Update the rows below so that each "single point" becomes "single marker", and leave the rest of every row unchanged.

■ Records provided
::::::::

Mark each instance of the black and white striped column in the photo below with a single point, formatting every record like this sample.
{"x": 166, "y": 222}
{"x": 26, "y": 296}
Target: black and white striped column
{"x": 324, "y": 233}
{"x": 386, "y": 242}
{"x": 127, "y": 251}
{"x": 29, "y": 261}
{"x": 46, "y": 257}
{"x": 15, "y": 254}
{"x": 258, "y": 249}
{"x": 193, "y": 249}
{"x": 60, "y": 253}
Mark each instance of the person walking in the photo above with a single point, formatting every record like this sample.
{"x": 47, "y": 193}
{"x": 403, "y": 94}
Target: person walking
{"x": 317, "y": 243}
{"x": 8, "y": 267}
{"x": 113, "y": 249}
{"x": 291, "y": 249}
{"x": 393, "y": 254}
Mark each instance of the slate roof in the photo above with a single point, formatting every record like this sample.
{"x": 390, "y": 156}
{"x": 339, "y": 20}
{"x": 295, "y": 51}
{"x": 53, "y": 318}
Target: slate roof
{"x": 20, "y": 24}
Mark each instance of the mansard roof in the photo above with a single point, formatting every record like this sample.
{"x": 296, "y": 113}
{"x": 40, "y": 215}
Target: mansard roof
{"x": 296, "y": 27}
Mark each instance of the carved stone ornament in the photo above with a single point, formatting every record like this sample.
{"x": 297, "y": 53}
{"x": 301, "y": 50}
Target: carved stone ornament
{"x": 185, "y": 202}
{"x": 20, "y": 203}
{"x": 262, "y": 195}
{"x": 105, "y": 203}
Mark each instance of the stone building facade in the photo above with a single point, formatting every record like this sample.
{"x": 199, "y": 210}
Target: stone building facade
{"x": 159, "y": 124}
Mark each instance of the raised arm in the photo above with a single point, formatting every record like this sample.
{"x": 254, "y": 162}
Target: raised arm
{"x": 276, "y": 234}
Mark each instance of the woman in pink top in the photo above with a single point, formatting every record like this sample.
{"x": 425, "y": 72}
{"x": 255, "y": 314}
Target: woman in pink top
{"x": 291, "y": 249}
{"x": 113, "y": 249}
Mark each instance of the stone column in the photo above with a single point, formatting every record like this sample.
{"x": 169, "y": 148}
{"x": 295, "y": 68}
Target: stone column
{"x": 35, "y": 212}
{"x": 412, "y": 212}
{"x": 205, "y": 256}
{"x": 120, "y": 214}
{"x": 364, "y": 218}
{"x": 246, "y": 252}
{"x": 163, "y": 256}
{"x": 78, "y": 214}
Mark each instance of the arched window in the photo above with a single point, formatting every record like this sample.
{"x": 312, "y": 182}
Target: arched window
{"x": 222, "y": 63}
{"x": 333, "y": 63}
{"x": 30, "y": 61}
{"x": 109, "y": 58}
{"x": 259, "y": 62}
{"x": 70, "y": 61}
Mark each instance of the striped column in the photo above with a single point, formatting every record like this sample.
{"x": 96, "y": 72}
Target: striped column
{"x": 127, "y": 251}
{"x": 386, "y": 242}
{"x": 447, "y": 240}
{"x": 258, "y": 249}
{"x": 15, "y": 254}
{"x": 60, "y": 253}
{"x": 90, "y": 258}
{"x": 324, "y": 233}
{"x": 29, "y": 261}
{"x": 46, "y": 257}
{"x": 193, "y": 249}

::::::::

■ Finished answer
Mark each instance of the black and white striped column in the photo below with a single marker, formatting every record like this sample.
{"x": 166, "y": 222}
{"x": 26, "y": 296}
Target: black and white striped column
{"x": 324, "y": 233}
{"x": 386, "y": 242}
{"x": 127, "y": 251}
{"x": 29, "y": 261}
{"x": 46, "y": 257}
{"x": 15, "y": 254}
{"x": 258, "y": 249}
{"x": 193, "y": 249}
{"x": 60, "y": 253}
Mark each instance of the person walking in the photo above with a single marker, formatting every record like this sample.
{"x": 47, "y": 193}
{"x": 403, "y": 94}
Target: person walking
{"x": 317, "y": 243}
{"x": 8, "y": 267}
{"x": 113, "y": 249}
{"x": 291, "y": 249}
{"x": 393, "y": 254}
Mark each instance of the slate roof in the photo above with a single marker, formatting every record like this sample.
{"x": 390, "y": 156}
{"x": 339, "y": 20}
{"x": 295, "y": 51}
{"x": 53, "y": 318}
Target: slate roof
{"x": 20, "y": 24}
Mark each instance of the mansard roof in the photo above with a single marker, formatting every record like this sample.
{"x": 296, "y": 113}
{"x": 40, "y": 215}
Target: mansard roof
{"x": 296, "y": 27}
Mark each instance of the carved stone ornament in the photo above with a single marker, formatting every record like this sample.
{"x": 297, "y": 53}
{"x": 301, "y": 50}
Target: carved stone ornament
{"x": 185, "y": 202}
{"x": 20, "y": 203}
{"x": 262, "y": 195}
{"x": 105, "y": 203}
Mark each instance of the stone building facade in the photo above with a single marker, formatting every record like this sample.
{"x": 199, "y": 210}
Target: stone building facade
{"x": 159, "y": 124}
Mark each instance of the raised arm in the photo above with a single marker, formatting every record like this sample.
{"x": 254, "y": 162}
Target: raised arm
{"x": 276, "y": 234}
Mark each instance of the woman in pink top in the photo above with a single marker, formatting every record like this sample.
{"x": 425, "y": 72}
{"x": 255, "y": 314}
Target: woman in pink top
{"x": 291, "y": 249}
{"x": 113, "y": 249}
Mark each instance of the stone column in the photo above with a single marker, formatting every record like this sample.
{"x": 169, "y": 148}
{"x": 295, "y": 68}
Target: stone column
{"x": 35, "y": 212}
{"x": 412, "y": 212}
{"x": 205, "y": 256}
{"x": 120, "y": 214}
{"x": 364, "y": 218}
{"x": 246, "y": 252}
{"x": 163, "y": 256}
{"x": 78, "y": 214}
Mark each instance of the arched window in the photo above with a single marker, formatting every record like this sample.
{"x": 312, "y": 182}
Target: arched window
{"x": 222, "y": 63}
{"x": 333, "y": 63}
{"x": 30, "y": 61}
{"x": 109, "y": 58}
{"x": 259, "y": 62}
{"x": 70, "y": 61}
Mark each instance of the striped column in the photo above with a single marker, formatting every record like this sample.
{"x": 96, "y": 72}
Target: striped column
{"x": 127, "y": 251}
{"x": 386, "y": 242}
{"x": 447, "y": 240}
{"x": 258, "y": 249}
{"x": 15, "y": 254}
{"x": 60, "y": 253}
{"x": 90, "y": 258}
{"x": 324, "y": 233}
{"x": 29, "y": 261}
{"x": 46, "y": 257}
{"x": 193, "y": 249}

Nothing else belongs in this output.